(Data items)
*-*-*
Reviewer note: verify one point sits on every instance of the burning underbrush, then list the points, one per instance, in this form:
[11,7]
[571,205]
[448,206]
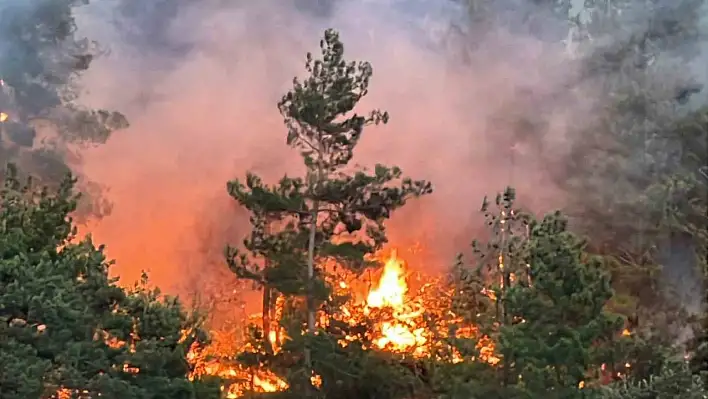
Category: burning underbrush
[401,313]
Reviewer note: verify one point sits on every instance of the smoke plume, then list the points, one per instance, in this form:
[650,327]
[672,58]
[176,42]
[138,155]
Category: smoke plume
[199,82]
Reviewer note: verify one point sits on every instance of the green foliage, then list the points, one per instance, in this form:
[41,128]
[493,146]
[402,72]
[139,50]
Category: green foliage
[674,381]
[547,309]
[64,323]
[334,215]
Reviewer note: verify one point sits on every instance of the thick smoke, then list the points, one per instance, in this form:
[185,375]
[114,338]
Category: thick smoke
[199,81]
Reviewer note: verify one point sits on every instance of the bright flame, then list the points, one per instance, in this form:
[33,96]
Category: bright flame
[391,293]
[392,287]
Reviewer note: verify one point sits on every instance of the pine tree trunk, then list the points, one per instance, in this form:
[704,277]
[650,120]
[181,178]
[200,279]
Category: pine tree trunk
[310,280]
[266,317]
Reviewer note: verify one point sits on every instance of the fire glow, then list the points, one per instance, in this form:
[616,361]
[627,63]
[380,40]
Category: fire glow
[400,327]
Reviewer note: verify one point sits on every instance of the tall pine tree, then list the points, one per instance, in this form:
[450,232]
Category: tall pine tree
[333,215]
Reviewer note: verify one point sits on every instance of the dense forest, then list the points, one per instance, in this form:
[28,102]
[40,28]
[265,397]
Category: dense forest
[603,298]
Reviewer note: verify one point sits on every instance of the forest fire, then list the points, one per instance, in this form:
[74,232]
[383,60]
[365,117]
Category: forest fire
[410,323]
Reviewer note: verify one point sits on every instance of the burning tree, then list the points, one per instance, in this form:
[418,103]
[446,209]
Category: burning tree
[66,329]
[543,304]
[305,229]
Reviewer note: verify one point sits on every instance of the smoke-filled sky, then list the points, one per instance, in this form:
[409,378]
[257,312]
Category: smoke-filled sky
[199,82]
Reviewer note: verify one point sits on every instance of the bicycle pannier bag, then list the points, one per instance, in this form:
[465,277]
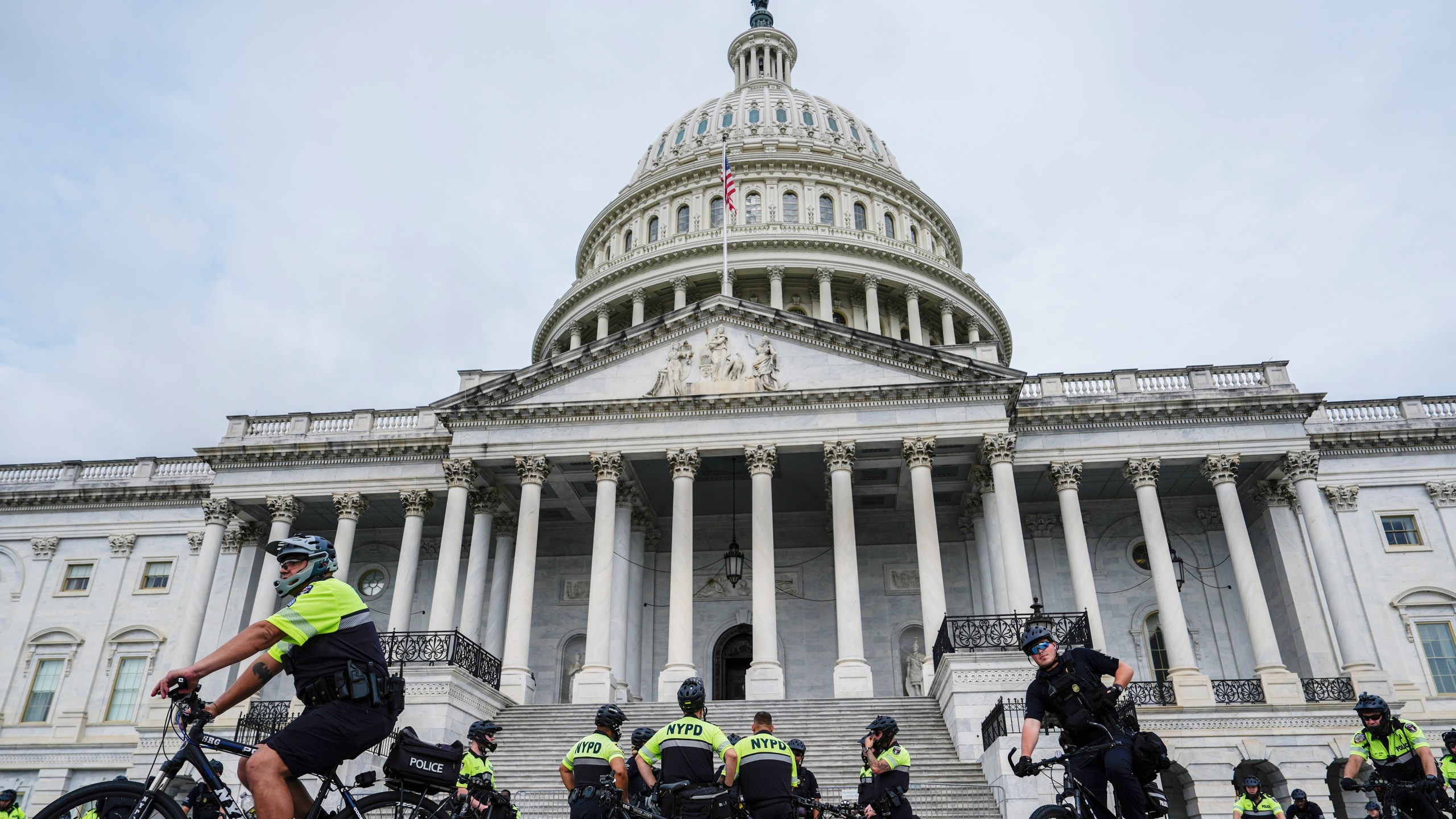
*-*-*
#### Request:
Rewrite all of the lines above, changing each "Category" to "Label" and keeping everything else the same. Leave the pictures out of your answer.

#### Full response:
Reviewer note: verify one point sits on every instance of the burning underbrush, then list the points, one per instance, in this form:
[11,7]
[571,205]
[448,206]
Label: burning underbrush
[401,313]
Reviewer note: verify one point sits on every instance of the smoke plume, then list the points, one per instance, in this form:
[650,327]
[672,58]
[176,42]
[138,155]
Label: smoke plume
[199,82]
Reviewer note: verify one point sits on every instance of the green foliage, then list the points, one per instance, in this form:
[41,128]
[493,146]
[402,72]
[139,50]
Label: green foliage
[674,381]
[547,309]
[64,323]
[334,215]
Reviewer note: verify one point sits on every instance of the thick smoke, then list the points, one per instance, in this form:
[185,375]
[114,338]
Label: thick smoke
[199,81]
Reviewer note: verify one point sits on every instance of the bright flame, then list the points, one per instance, in this form:
[33,96]
Label: bright flame
[391,293]
[392,287]
Reviewer note: verify one point sits on every instance of the pine tree trunk, then list the points, one per instance, in this form:
[704,277]
[650,120]
[181,178]
[200,279]
Label: pine tree trunk
[310,280]
[266,317]
Reviewer note: verify one point sits on every instance of the fire glow, then list the points, one per instance, in this form:
[616,361]
[627,63]
[380,40]
Label: fire glow
[400,327]
Reviewer note: verify one point sits on every instance of the tall pine tree, then list the points, one per instance, in this form:
[450,232]
Label: tall pine tree
[333,215]
Reviewer note: verify one point sits on every instance of the dense forest, then list the points, one per instance, in this form:
[28,102]
[40,28]
[265,397]
Label: dense forest
[603,298]
Reviewer note: verify one point sits on every instance of the forest fire, then list the points, one per instance, in this form:
[74,232]
[383,60]
[365,117]
Label: forest fire
[410,323]
Reviewer note: verify one point sits on every instance of the burning tree, then list the points, one per instance, in this form:
[418,103]
[446,209]
Label: burning tree
[66,329]
[543,304]
[305,229]
Reviewer note: verify one point sits on every instance of the smoke-filled sky, then list the points, one per instance, in this form:
[409,378]
[257,312]
Label: smoke-filled sky
[199,82]
Reviewer note: verify one point sits on every instance of the bicycle pannier bag, then list the points, one per instance, in this form:
[465,277]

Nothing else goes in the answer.